What is being asked: Please put every line of the records below into a numbered list, leaving out the blank lines.

Material for this exercise:
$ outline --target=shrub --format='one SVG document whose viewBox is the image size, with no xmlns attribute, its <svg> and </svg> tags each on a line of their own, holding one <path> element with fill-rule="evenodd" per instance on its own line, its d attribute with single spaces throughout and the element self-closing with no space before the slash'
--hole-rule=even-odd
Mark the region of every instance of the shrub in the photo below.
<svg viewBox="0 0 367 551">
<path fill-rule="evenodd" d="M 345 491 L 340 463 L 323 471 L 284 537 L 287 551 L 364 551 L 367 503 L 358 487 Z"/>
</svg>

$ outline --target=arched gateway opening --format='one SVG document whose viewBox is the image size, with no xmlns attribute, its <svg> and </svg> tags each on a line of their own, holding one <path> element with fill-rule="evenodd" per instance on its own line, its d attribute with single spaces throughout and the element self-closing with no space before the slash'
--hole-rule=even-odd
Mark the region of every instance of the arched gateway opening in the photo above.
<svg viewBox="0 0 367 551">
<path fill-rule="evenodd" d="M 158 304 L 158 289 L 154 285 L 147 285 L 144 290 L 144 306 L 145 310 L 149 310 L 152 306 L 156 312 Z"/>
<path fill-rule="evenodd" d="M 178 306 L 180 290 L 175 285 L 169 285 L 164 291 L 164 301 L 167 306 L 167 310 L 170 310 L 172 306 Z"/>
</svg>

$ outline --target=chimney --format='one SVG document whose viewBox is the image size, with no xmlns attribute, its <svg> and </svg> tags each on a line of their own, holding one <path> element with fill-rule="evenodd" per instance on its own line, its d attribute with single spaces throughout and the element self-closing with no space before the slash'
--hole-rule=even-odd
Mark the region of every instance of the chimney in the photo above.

Problem solution:
1. $ outline --target=shrub --format='one SVG document whose viewBox is the image size, with no xmlns attribute, its <svg> and </svg> tags each on a line of their own, holding one <path> element with fill-rule="evenodd" per instance on its own line, its d attribute with single spaces throughout and the element self-closing with no space before the slash'
2. --hole-rule=even-odd
3. Mark the region of every instance of the shrub in the photo below.
4. <svg viewBox="0 0 367 551">
5. <path fill-rule="evenodd" d="M 345 491 L 340 463 L 323 471 L 284 537 L 287 551 L 364 551 L 367 503 L 358 487 Z"/>
6. </svg>
7. $ outline --target=arched gateway opening --format='one SVG document whose viewBox is the image size, with no xmlns attribute, its <svg> and </svg> tags each on a line of their own, holding one <path> element with fill-rule="evenodd" per instance on its own line, its d attribute with single spaces throughout and the element self-closing with no space before the slash'
8. --hole-rule=even-odd
9. Mark the region of every instance of the arched gateway opening in the photo above.
10. <svg viewBox="0 0 367 551">
11. <path fill-rule="evenodd" d="M 158 304 L 158 289 L 154 285 L 147 285 L 144 290 L 144 306 L 145 310 L 149 310 L 152 306 L 156 312 Z"/>
12. <path fill-rule="evenodd" d="M 178 306 L 180 290 L 175 285 L 169 285 L 164 291 L 164 301 L 167 306 L 167 310 L 170 310 L 172 306 Z"/>
13. </svg>
14. $ outline --target=chimney --format='one SVG document whose viewBox is the image size, with no xmlns attribute, its <svg> and </svg> tags each on a line of their own, holding one <path> element with fill-rule="evenodd" per instance on its own line, its d attribute with single spaces throughout and the element self-closing with no space before the slash'
15. --hole-rule=even-odd
16. Mark the region of every instance of the chimney in the photo above.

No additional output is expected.